User-Agent header

In computing, a user agent is a client application implementing a network protocol used in communications within a client–server distributed computing system. The term most notably refers to applications that access the World Wide Web, but other systems, such as the Session Initiation Protocol (SIP), use the term user agent to refer to both end points of a communications session.^[1]

Web user agents range from Web browsers to search engine crawlers (spiders), as well as mobile phones, screen readers and braille browsers used by people with disabilities. When a user agent operates, it typically identifies itself, its application type, operating system, software vendor, or software revision, by submitting a characteristic identification string to its operating peer. In the HTTP, SIP, and SMTP/NNTP^[2] protocols, this is transmitted in a header field User-Agent. Bots, such as Web crawlers, often also include a URL and/or e-mail address so that the Webmaster can contact the operator of the bot.

User agent identification

Some user agents identify their software as part of the client–server conversation. In HTTP and SIP, the identity is transmitted via the User-Agent field in the request header, as described by RFC 1945. This string is then used by the communications partner to characterize the client and optionally select suitable content or operating parameters for the session. For example, this may be used to provide properly formatted content for desktop computers and for smartphones.

The user agent string is one of the criteria by which Web crawlers may be excluded from accessing certain parts of a Web site using the Robots Exclusion Standard (robots.txt file).

Possible privacy issue

The information could help distinguish Internet users from one another because it differs, often considerably, from user to user and on average browser versions carry 10.5 bits of identifying information.^[3]

Format

RFC 1945 merely requires the format of a user agent to be a string made up of the product and optional comments. For example if your product were called WikiBrowser, your user agent string may be similar to WikiBrowser/1.0 Gecko/1.0. The parts of this string are as follows:

Product name and version (WikiBrowser/1.0)
Comment (Gecko/1.0). In this case, the comment indicates the underlying software and version.

**Given entries**

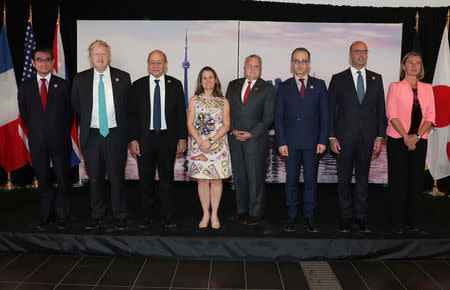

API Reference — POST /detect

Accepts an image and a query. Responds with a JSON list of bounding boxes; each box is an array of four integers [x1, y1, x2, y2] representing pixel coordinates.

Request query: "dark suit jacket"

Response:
[[72, 66, 131, 149], [225, 78, 275, 148], [328, 68, 386, 144], [129, 75, 188, 153], [275, 76, 329, 149], [18, 75, 73, 153]]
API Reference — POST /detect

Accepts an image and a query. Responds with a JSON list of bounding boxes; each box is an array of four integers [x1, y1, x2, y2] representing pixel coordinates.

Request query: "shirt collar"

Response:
[[350, 66, 366, 76], [94, 65, 110, 79], [36, 73, 52, 84], [294, 75, 308, 82], [150, 74, 165, 85]]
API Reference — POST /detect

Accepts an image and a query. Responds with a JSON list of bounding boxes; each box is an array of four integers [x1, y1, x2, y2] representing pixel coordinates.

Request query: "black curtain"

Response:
[[0, 0, 448, 182]]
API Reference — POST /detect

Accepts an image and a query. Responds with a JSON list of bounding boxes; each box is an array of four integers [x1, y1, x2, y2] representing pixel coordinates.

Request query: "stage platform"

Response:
[[0, 181, 450, 261]]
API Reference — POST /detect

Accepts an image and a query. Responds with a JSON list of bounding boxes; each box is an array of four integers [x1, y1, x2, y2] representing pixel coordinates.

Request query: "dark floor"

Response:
[[0, 181, 450, 239], [0, 253, 450, 290]]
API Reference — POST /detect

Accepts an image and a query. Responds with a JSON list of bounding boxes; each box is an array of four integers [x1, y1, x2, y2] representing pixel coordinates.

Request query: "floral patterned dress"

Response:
[[188, 96, 231, 179]]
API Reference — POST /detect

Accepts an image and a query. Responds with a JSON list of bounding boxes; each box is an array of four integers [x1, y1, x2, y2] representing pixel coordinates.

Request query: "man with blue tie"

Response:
[[72, 40, 131, 231], [328, 41, 386, 233], [129, 50, 187, 229], [275, 47, 328, 232]]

**Tasks to perform**
a - Return the rows exactly, from their start through the line containing "[[0, 181, 450, 261]]", with both ends included and the pictures left out.
b - Supply the next part of the text on the User-Agent header, picking up after its last sentence.

**Exercise answers**
a -
API Reference — POST /detect

Accepts an image and a query. Responds with a JSON list of bounding boxes; each box is an array of four integers [x1, y1, x2, y2] representing pixel coordinates.

Request query: "dark suit jacket"

Response:
[[72, 66, 131, 149], [225, 78, 275, 148], [328, 68, 386, 144], [129, 75, 188, 153], [275, 76, 329, 149], [18, 75, 73, 153]]
API Reference — POST /detect

Accepts an image and a query. Responds with a JSON list of bounding boxes; each box is an array of four integers [x1, y1, x2, y2] representing pixel coordinates.

Request query: "shirt collar"

Response:
[[350, 66, 366, 76], [94, 65, 110, 79], [36, 73, 52, 84], [294, 75, 308, 82], [150, 74, 165, 85]]
API Reference — POST /detect

Accepts an image and a query. Responds with a JSON list of bounding boxes; each box is an array of four integers [x1, y1, x2, y2] representing pixel coordinates.

Request query: "black curtain"

Response:
[[0, 0, 448, 182]]
API Reference — POST /detect

Accepts an image and a query. Responds with a JSON list of bounding boxes; each box is an array of four integers [x1, y1, x2, y2] representing pixel coordinates.

Request query: "stage platform"

Response:
[[0, 181, 450, 261]]

b -
An unofficial format, based on the above, used by Web browsers is as follows: Mozilla/[version] ([system and browser information]) [platform] ([platform details]) [extensions]. For example, Safari on the iPad has used the following:

 Mozilla/5.0 (iPad; U; CPU OS 3_2_1 like Mac OS X; en-us) AppleWebKit/531.21.10 (KHTML, like Gecko) Mobile/7B405

The components of this string are as follows:

Mozilla/5.0: Previously used to indicate compatibility with the Mozilla rendering engine
(iPad; U; CPU OS 3_2_1 like Mac OS X; en-us): Details of the system in which the browser is running
AppleWebKit/531.21.10: The platform the browser uses
(KHTML, like Gecko): Browser platform details
Mobile/7B405: This is used by the browser to indicate specific enhancements that are available directly in the browser or through third parties. An example of this is Microsoft Live Meeting which registers an extension so that the Live Meeting service knows if the software is already installed, which means it can provide a streamlined experience to joining meetings.

User agent spoofing

The popularity of various Web browser products has varied throughout the Web's history, and this has influenced the design of Web sites in such a way that Web sites are sometimes designed to work well only with particular browsers, rather than according to uniform standards by the World Wide Web Consortium (W3C) or the Internet Engineering Task Force (IETF). Web sites often include code to detect browser version to adjust the page design sent according to the user agent string received. This may mean that less-popular browsers are not sent complex content, even though they might be able to deal with it correctly or, in extreme cases, refused all content.^[4] Thus, various browsers have a feature to cloak or spoof their identification to force certain server-side content.

Other HTTP client programs, like download managers and offline browsers, also have the ability to change the user agent string.

Spam bots and Web scrapers often use fake user agents. For example, the Android browser identifies itself as Safari in order to aid compatibility^[5].

At times it has been popular among Web developers to initiate Viewable With Any Browser campaigns,^[6] encouraging developers to design Web pages that work equally well with any browser.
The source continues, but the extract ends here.